I followed one episode by turning to another story of a beautiful blond CIA agent in Fair Game (2010, MC-69, NFX), this one for real.  Naomi Watts plays Valerie Plame and Sean Pean plays Joe Wilson in Doug Liman’s authorized version of their two memoirs of being collateral damage to the Bush administration’s headlong and headstrong rush to war in Iraq.  The political context is rather thin in this story of a marriage under stress, but convincing performances carry the day.  Not a must-see, Fair Game is fair as far as it goes.

One of the alternative areas to look for new films of unexpected strength is Korea.  Two impressive films by Chang-Dong Lee have reached the U.S. in the past year, each centered on a strong female lead.  In Secret Sunshine (2010, MC-84, NFX), Do-Yeon Jeon is a young widow who goes to live in her dead husband’s hometown (its name translates to the title), creating a new home for her boy and setting up as a piano teacher, finding her way uncertainly into the community.  Something bad happens, and she has to cope, sometimes with the help and sometimes with the hindrance of a semi-comic unwanted suitor.  To say more would be to betray the experience of the film, in which ordinary life seems to unfold patiently, till the abyss opens and a desperate struggle for sanity and survival ensues. 

In Lee’s Poetry (2011, MC-89, NFX), Jung-Hee Yun is a grandmother, just diagnosed with incipient Alzheimer’s, who is taking care of a sullen teenage grandson and getting by on a pension and as part-time maid for a rich old man.  Despite the marginality of her existence, she still likes to make a nice appearance, with scarves and colorful clothes. For mental exercise, she enters an adult education class on poetry.  Something bad happens, and she has to cope.  Again, this is a film to be experienced at its own leisurely, observant pace.  Ms. Yun apparently was a big star in Korea when younger, but this role is a comeback after nearly two decades of retirement; she commands the camera while seeming to do very little, again hypnotically ordinary, as she solves the enigma of her existence.

(DATA RECORDS)
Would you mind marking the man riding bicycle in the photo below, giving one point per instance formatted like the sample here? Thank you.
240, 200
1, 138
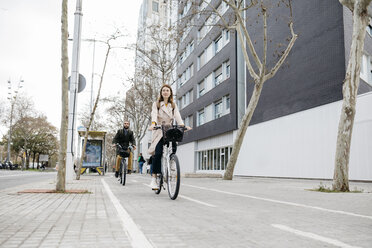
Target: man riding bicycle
124, 137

(REQUIRED ACTIONS)
A) Echo the film reviews word for word, starting with "In Lee’s Poetry" and going on through "of her existence.".
B) In the film reviews, what does the grandmother in Poetry sign up for as mental exercise?
C) Go on with the film reviews from where they stop.

(RESPONSES FOR EACH TASK)
A)
In Lee’s Poetry (2011, MC-89, NFX), Jung-Hee Yun is a grandmother, just diagnosed with incipient Alzheimer’s, who is taking care of a sullen teenage grandson and getting by on a pension and as part-time maid for a rich old man.  Despite the marginality of her existence, she still likes to make a nice appearance, with scarves and colorful clothes. For mental exercise, she enters an adult education class on poetry.  Something bad happens, and she has to cope.  Again, this is a film to be experienced at its own leisurely, observant pace.  Ms. Yun apparently was a big star in Korea when younger, but this role is a comeback after nearly two decades of retirement; she commands the camera while seeming to do very little, again hypnotically ordinary, as she solves the enigma of her existence.

B) An adult education class on poetry.

C)
Another alternative to run of the mill feature films lies with documentaries.  One that makes its point and does not overstay its welcome is Morgan Spurlock’s Greatest Movie Ever Sold (2011, MC-66, NFX), or rather, POM Wonderful Presents: The…  As with Super Size Me, Spurlock puts himself front and center, and he’s an amusing, adventurous guy to hang out with.  This is a film by and about financing through product placement, and its funhouse self-reflection is quite effective, as the camera follows Morgan into a host of pitch meetings and promotional stunts.  Is he selling out, or buying in?  Or debunking the whole business of “hidden persuasion”?  At any rate, my product awareness of pomegranate juice, in little snowman-shaped bottles, has gone up 100%.

Among other recent documentaries that I have liked are two about sports from HBO.  Gemma Atwell’s Marathon Boy was of more general interest, for the story of an uncannily accomplished young runner in India, who completes 48 marathons by the time he is four years old, and then further endurance stunts.  His coach and promoter runs an orphanage where the boy lives, until the state steps in.  This is a fascinating and quirky window into Indian society, and an open-ended moral quandary.  Marc Levin’s Prayer for a Perfect Season follows a basketball rivalry between Catholic prep schools in New Jersey, vying for #1 in the nation.  I’m a sucker for any teammate of Hoop Dreams, one of the best documentaries ever, which towers over the court, but this film is a scrappy youngster who deserves a call from the bench.

Just a word on films I’ve recently watched again with Cinema Salon.  Altman’s Player and Scorsese’s Aviator emerged slightly lower in my estimation of the works of a favorite director, but Visconti’s  Leopard rose even higher.  Of the films just mentioned here, Poetry is a candidate for showing to the film club, since it’s definitely a “film worth talking about.”